List every line in the listing below that contains the word "portico".
--
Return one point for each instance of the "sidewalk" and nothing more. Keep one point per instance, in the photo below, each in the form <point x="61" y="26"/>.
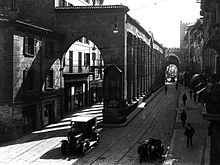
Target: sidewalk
<point x="198" y="153"/>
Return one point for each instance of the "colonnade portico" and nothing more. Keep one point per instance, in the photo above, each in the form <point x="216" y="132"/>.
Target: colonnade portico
<point x="138" y="67"/>
<point x="129" y="55"/>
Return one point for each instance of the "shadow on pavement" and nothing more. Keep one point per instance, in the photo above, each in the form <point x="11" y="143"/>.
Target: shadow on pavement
<point x="56" y="154"/>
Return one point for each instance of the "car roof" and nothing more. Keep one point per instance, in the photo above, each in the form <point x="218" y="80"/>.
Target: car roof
<point x="82" y="118"/>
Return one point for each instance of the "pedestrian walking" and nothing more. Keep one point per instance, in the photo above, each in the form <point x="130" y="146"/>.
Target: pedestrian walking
<point x="100" y="99"/>
<point x="183" y="117"/>
<point x="194" y="96"/>
<point x="176" y="86"/>
<point x="190" y="94"/>
<point x="189" y="132"/>
<point x="184" y="98"/>
<point x="165" y="89"/>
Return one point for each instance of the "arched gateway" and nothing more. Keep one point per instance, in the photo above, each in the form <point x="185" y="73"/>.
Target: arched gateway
<point x="98" y="24"/>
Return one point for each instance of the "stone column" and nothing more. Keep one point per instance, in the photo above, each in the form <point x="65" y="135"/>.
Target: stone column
<point x="134" y="46"/>
<point x="139" y="68"/>
<point x="129" y="69"/>
<point x="145" y="68"/>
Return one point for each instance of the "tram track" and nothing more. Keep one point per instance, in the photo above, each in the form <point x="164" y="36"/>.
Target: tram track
<point x="148" y="125"/>
<point x="143" y="135"/>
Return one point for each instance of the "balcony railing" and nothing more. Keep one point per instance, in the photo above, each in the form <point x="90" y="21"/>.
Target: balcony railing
<point x="77" y="69"/>
<point x="214" y="31"/>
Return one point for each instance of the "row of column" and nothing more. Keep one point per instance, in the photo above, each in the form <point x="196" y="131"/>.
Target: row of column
<point x="141" y="67"/>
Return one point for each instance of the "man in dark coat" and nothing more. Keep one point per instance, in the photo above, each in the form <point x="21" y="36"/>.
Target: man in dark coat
<point x="165" y="89"/>
<point x="189" y="132"/>
<point x="183" y="117"/>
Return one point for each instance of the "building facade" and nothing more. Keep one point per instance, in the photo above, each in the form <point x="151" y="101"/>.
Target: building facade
<point x="44" y="76"/>
<point x="210" y="10"/>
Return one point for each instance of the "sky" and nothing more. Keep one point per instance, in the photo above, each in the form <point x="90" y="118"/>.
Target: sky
<point x="162" y="17"/>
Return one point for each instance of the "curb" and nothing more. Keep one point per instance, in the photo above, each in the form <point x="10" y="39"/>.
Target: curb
<point x="132" y="114"/>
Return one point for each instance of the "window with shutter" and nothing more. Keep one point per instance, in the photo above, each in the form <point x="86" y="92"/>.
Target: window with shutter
<point x="49" y="82"/>
<point x="49" y="49"/>
<point x="29" y="46"/>
<point x="28" y="79"/>
<point x="87" y="59"/>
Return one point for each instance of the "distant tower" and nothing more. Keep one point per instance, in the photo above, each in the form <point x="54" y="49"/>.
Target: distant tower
<point x="183" y="27"/>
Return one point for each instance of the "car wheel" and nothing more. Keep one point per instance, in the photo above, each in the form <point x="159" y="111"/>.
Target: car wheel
<point x="63" y="147"/>
<point x="140" y="158"/>
<point x="97" y="140"/>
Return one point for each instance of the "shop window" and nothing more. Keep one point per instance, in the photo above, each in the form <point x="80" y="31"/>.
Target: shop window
<point x="81" y="40"/>
<point x="28" y="79"/>
<point x="49" y="82"/>
<point x="93" y="56"/>
<point x="70" y="61"/>
<point x="49" y="49"/>
<point x="87" y="59"/>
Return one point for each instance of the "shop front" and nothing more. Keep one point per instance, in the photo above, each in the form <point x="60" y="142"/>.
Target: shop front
<point x="76" y="94"/>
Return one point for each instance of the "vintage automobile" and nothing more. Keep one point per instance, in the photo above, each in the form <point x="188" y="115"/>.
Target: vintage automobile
<point x="150" y="149"/>
<point x="82" y="137"/>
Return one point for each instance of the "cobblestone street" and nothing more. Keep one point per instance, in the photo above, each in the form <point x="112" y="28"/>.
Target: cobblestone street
<point x="117" y="145"/>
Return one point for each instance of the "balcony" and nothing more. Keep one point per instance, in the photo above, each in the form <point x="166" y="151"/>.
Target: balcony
<point x="77" y="70"/>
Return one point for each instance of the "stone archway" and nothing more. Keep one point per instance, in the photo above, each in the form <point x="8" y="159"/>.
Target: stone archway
<point x="97" y="24"/>
<point x="172" y="59"/>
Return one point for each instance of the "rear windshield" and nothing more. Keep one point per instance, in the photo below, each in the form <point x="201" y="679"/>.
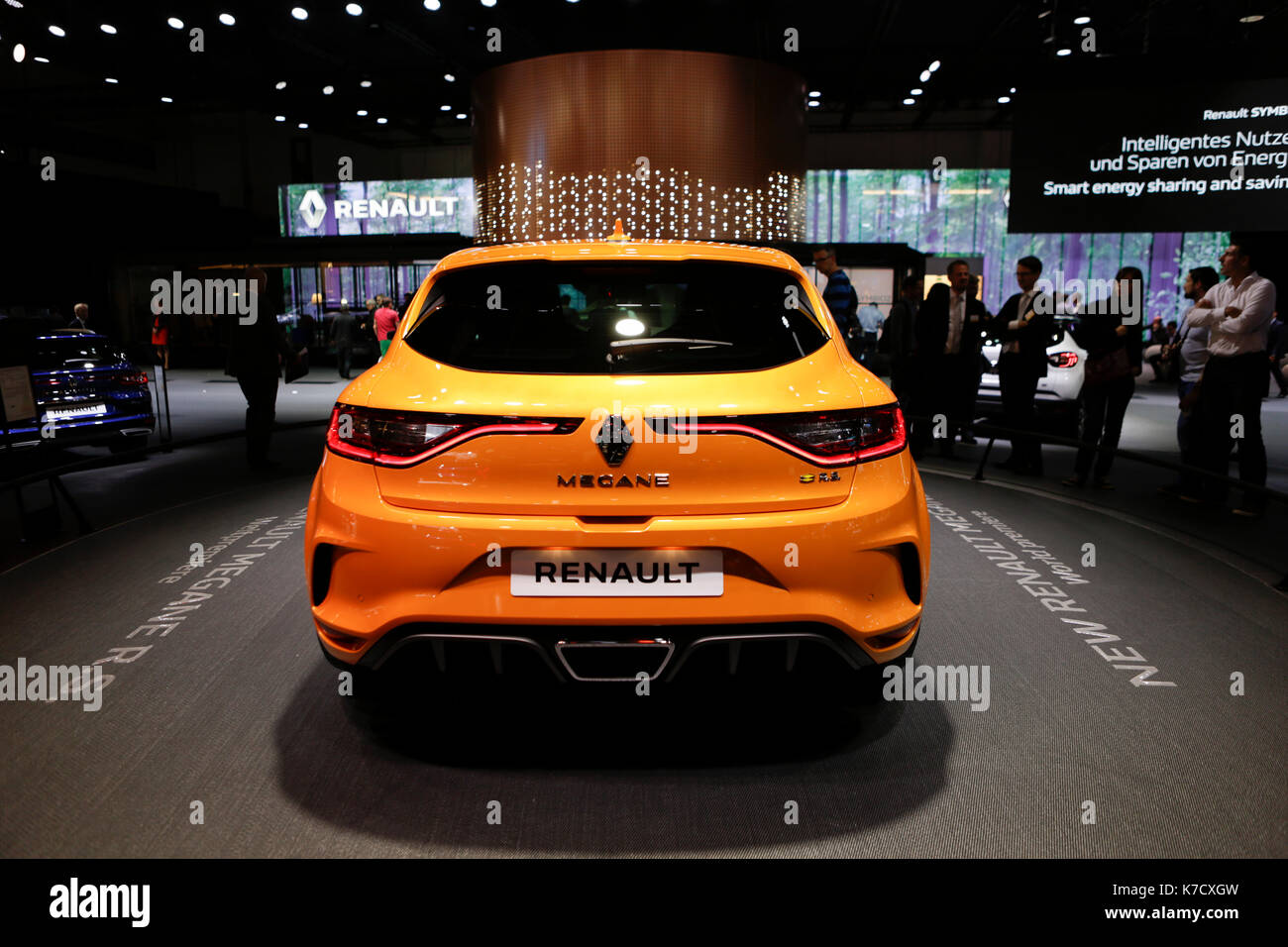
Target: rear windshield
<point x="601" y="318"/>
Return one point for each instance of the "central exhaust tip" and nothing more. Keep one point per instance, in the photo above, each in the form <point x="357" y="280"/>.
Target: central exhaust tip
<point x="617" y="661"/>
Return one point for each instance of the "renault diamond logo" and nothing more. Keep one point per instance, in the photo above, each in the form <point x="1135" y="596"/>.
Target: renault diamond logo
<point x="614" y="440"/>
<point x="313" y="209"/>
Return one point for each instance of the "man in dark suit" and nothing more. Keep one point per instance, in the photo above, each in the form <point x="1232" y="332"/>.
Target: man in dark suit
<point x="949" y="339"/>
<point x="1024" y="326"/>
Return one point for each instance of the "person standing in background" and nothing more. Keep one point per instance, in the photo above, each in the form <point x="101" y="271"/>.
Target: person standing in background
<point x="1190" y="354"/>
<point x="841" y="300"/>
<point x="898" y="338"/>
<point x="1276" y="344"/>
<point x="1115" y="357"/>
<point x="1236" y="312"/>
<point x="343" y="329"/>
<point x="386" y="322"/>
<point x="1024" y="328"/>
<point x="256" y="355"/>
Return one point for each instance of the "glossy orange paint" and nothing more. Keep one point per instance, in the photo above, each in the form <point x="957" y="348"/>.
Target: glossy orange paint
<point x="411" y="545"/>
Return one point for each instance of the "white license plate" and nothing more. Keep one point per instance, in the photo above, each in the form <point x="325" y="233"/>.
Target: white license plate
<point x="58" y="414"/>
<point x="616" y="573"/>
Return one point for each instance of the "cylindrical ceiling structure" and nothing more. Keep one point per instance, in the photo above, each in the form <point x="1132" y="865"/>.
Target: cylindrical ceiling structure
<point x="677" y="145"/>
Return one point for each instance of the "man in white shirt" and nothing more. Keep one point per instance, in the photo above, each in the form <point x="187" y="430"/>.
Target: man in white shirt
<point x="1236" y="313"/>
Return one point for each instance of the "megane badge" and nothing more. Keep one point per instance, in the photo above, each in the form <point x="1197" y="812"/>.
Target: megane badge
<point x="614" y="440"/>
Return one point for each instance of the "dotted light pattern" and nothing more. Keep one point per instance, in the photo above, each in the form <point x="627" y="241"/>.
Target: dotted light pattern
<point x="526" y="202"/>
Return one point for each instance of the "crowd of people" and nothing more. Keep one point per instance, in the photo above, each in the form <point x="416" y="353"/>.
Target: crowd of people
<point x="1222" y="356"/>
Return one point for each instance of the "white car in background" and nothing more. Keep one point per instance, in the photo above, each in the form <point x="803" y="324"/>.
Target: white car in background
<point x="1057" y="393"/>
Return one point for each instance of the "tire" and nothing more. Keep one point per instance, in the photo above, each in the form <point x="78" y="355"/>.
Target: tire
<point x="129" y="444"/>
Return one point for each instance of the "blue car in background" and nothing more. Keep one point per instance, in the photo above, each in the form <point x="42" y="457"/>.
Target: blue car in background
<point x="85" y="390"/>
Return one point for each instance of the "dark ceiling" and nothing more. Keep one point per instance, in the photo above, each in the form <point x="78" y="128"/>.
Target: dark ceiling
<point x="863" y="58"/>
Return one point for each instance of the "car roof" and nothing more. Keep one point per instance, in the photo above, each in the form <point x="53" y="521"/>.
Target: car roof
<point x="619" y="250"/>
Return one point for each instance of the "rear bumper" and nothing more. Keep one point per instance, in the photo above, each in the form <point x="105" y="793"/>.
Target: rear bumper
<point x="849" y="579"/>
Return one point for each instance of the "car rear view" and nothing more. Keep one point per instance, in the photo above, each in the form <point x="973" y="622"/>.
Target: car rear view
<point x="613" y="463"/>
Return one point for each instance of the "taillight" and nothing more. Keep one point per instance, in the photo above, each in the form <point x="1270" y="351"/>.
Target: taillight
<point x="402" y="438"/>
<point x="828" y="438"/>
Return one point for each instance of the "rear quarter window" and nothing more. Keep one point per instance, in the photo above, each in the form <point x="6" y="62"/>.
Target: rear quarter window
<point x="603" y="318"/>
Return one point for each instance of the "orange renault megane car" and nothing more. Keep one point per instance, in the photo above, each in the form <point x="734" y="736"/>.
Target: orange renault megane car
<point x="616" y="462"/>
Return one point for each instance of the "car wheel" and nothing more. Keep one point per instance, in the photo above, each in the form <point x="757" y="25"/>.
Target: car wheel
<point x="129" y="444"/>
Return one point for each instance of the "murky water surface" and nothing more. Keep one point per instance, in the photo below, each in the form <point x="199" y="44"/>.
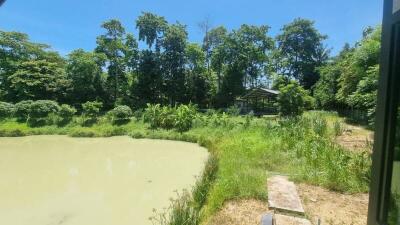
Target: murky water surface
<point x="58" y="180"/>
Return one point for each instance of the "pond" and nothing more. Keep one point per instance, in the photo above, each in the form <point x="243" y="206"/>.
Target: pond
<point x="49" y="180"/>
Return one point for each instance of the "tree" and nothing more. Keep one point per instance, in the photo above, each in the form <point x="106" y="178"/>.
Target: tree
<point x="150" y="28"/>
<point x="38" y="79"/>
<point x="112" y="45"/>
<point x="212" y="45"/>
<point x="301" y="51"/>
<point x="84" y="70"/>
<point x="173" y="62"/>
<point x="243" y="58"/>
<point x="356" y="64"/>
<point x="149" y="84"/>
<point x="198" y="83"/>
<point x="15" y="49"/>
<point x="292" y="99"/>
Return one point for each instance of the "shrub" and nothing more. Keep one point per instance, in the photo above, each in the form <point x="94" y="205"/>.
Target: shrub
<point x="22" y="110"/>
<point x="338" y="128"/>
<point x="159" y="116"/>
<point x="65" y="114"/>
<point x="91" y="111"/>
<point x="138" y="114"/>
<point x="120" y="115"/>
<point x="40" y="110"/>
<point x="292" y="99"/>
<point x="233" y="110"/>
<point x="184" y="116"/>
<point x="6" y="110"/>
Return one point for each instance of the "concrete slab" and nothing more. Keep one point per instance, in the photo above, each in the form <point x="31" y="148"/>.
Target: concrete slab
<point x="283" y="196"/>
<point x="290" y="220"/>
<point x="267" y="219"/>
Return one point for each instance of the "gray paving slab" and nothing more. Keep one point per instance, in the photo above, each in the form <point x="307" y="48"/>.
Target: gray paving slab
<point x="283" y="195"/>
<point x="290" y="220"/>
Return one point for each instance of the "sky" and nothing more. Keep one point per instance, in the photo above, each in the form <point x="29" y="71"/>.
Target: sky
<point x="70" y="24"/>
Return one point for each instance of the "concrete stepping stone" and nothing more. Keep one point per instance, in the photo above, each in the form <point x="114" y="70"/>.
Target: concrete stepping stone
<point x="283" y="196"/>
<point x="290" y="220"/>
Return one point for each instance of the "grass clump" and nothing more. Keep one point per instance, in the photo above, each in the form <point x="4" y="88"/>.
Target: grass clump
<point x="242" y="150"/>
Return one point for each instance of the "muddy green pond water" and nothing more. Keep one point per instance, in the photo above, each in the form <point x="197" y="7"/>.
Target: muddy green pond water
<point x="59" y="180"/>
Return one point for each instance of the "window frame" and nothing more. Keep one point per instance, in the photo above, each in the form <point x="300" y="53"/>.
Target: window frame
<point x="386" y="115"/>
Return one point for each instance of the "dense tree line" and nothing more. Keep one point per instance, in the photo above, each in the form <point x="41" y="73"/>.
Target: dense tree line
<point x="350" y="80"/>
<point x="170" y="70"/>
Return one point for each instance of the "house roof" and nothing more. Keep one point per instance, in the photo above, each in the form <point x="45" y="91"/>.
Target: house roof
<point x="260" y="93"/>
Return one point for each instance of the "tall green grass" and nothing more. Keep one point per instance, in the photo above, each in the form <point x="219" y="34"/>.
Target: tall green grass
<point x="243" y="151"/>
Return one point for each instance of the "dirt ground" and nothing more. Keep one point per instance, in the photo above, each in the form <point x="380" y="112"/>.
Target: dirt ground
<point x="241" y="212"/>
<point x="333" y="208"/>
<point x="356" y="138"/>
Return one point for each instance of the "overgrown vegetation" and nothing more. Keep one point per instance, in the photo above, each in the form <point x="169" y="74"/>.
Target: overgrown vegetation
<point x="92" y="94"/>
<point x="242" y="150"/>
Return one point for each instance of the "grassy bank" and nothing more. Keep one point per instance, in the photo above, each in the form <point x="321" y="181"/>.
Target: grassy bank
<point x="242" y="150"/>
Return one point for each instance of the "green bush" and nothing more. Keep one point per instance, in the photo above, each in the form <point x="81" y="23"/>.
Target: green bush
<point x="184" y="116"/>
<point x="292" y="99"/>
<point x="65" y="114"/>
<point x="91" y="112"/>
<point x="233" y="110"/>
<point x="159" y="116"/>
<point x="179" y="118"/>
<point x="40" y="110"/>
<point x="120" y="115"/>
<point x="7" y="110"/>
<point x="22" y="110"/>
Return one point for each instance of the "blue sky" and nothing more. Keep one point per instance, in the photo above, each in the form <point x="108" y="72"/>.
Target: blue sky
<point x="71" y="24"/>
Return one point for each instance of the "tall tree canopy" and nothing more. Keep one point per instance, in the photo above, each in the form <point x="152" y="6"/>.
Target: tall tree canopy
<point x="112" y="45"/>
<point x="301" y="51"/>
<point x="84" y="69"/>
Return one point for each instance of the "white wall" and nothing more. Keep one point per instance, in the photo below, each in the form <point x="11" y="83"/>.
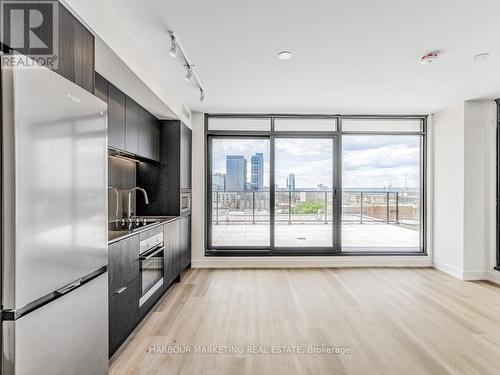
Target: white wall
<point x="448" y="188"/>
<point x="464" y="189"/>
<point x="479" y="130"/>
<point x="198" y="188"/>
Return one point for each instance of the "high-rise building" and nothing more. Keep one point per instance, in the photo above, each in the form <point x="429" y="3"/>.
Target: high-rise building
<point x="257" y="171"/>
<point x="218" y="182"/>
<point x="236" y="173"/>
<point x="290" y="182"/>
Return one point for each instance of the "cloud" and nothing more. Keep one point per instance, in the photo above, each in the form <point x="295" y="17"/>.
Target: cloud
<point x="367" y="161"/>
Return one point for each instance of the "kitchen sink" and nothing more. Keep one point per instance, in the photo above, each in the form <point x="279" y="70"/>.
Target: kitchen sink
<point x="132" y="225"/>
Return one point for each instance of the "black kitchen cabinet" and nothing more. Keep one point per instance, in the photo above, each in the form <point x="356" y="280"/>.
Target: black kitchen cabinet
<point x="123" y="263"/>
<point x="155" y="138"/>
<point x="123" y="313"/>
<point x="185" y="242"/>
<point x="173" y="173"/>
<point x="132" y="121"/>
<point x="124" y="290"/>
<point x="149" y="134"/>
<point x="130" y="127"/>
<point x="101" y="87"/>
<point x="173" y="251"/>
<point x="76" y="50"/>
<point x="185" y="161"/>
<point x="116" y="117"/>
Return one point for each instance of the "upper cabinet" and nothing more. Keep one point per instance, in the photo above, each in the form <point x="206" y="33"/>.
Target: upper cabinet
<point x="76" y="51"/>
<point x="75" y="48"/>
<point x="149" y="135"/>
<point x="116" y="118"/>
<point x="132" y="123"/>
<point x="101" y="88"/>
<point x="130" y="127"/>
<point x="185" y="161"/>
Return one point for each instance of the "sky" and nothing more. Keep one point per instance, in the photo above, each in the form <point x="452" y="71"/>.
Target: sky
<point x="368" y="161"/>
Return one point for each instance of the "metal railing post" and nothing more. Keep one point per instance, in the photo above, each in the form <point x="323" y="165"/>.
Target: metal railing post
<point x="253" y="207"/>
<point x="387" y="208"/>
<point x="216" y="208"/>
<point x="326" y="207"/>
<point x="361" y="207"/>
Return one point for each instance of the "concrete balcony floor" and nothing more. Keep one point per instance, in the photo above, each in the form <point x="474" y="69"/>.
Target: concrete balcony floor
<point x="355" y="237"/>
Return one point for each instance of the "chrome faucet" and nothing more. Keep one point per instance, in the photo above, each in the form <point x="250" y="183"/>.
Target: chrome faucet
<point x="117" y="199"/>
<point x="129" y="213"/>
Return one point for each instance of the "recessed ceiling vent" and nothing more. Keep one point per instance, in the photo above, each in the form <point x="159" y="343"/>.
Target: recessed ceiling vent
<point x="429" y="58"/>
<point x="186" y="112"/>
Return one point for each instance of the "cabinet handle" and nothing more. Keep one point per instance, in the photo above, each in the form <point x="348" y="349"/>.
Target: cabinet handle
<point x="120" y="291"/>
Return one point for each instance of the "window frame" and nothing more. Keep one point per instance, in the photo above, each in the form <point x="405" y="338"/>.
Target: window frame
<point x="497" y="203"/>
<point x="335" y="250"/>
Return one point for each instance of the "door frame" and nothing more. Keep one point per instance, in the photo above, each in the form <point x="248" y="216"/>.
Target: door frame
<point x="335" y="248"/>
<point x="338" y="133"/>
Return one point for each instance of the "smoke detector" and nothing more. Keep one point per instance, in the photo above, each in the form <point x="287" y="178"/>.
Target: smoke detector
<point x="429" y="57"/>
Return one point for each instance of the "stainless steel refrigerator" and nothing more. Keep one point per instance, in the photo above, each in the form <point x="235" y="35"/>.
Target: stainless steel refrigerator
<point x="54" y="226"/>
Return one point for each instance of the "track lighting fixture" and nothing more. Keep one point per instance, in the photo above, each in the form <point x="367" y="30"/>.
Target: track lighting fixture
<point x="176" y="50"/>
<point x="173" y="48"/>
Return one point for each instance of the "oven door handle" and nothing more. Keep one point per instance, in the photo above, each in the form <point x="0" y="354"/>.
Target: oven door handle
<point x="151" y="253"/>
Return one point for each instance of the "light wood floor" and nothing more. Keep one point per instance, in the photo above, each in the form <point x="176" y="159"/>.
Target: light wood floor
<point x="395" y="321"/>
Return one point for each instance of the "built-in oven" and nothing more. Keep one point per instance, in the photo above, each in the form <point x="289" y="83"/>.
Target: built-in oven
<point x="151" y="259"/>
<point x="185" y="201"/>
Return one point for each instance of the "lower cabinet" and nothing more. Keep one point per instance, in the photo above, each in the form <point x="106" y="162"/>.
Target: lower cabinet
<point x="123" y="313"/>
<point x="125" y="286"/>
<point x="172" y="255"/>
<point x="185" y="242"/>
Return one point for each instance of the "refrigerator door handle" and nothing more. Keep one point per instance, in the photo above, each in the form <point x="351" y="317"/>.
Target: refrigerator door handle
<point x="69" y="288"/>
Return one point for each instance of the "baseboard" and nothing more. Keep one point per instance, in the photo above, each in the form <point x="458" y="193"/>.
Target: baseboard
<point x="450" y="270"/>
<point x="466" y="275"/>
<point x="313" y="262"/>
<point x="494" y="276"/>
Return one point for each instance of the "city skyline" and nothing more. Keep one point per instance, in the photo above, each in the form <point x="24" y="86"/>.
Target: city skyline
<point x="368" y="162"/>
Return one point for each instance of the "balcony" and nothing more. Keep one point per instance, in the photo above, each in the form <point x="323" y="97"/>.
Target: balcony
<point x="378" y="220"/>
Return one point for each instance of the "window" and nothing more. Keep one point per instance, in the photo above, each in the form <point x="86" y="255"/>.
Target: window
<point x="303" y="192"/>
<point x="310" y="186"/>
<point x="381" y="177"/>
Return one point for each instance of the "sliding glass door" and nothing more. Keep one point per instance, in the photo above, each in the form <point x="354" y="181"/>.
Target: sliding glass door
<point x="313" y="185"/>
<point x="304" y="192"/>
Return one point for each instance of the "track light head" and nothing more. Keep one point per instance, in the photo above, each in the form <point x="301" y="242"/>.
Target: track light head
<point x="173" y="47"/>
<point x="189" y="74"/>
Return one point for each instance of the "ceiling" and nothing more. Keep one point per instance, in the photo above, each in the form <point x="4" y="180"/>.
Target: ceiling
<point x="349" y="57"/>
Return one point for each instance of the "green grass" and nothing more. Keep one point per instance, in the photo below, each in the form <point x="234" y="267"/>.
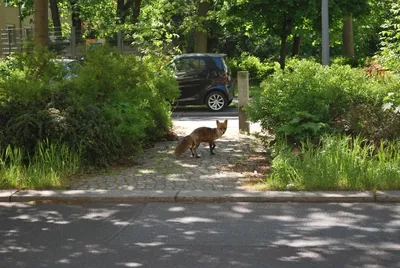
--
## TASK RESULT
Return one point for each instance of the "colonnade portico" and nothing more. Keep one point per instance, in the photo above, each in the form <point x="216" y="132"/>.
Target: colonnade portico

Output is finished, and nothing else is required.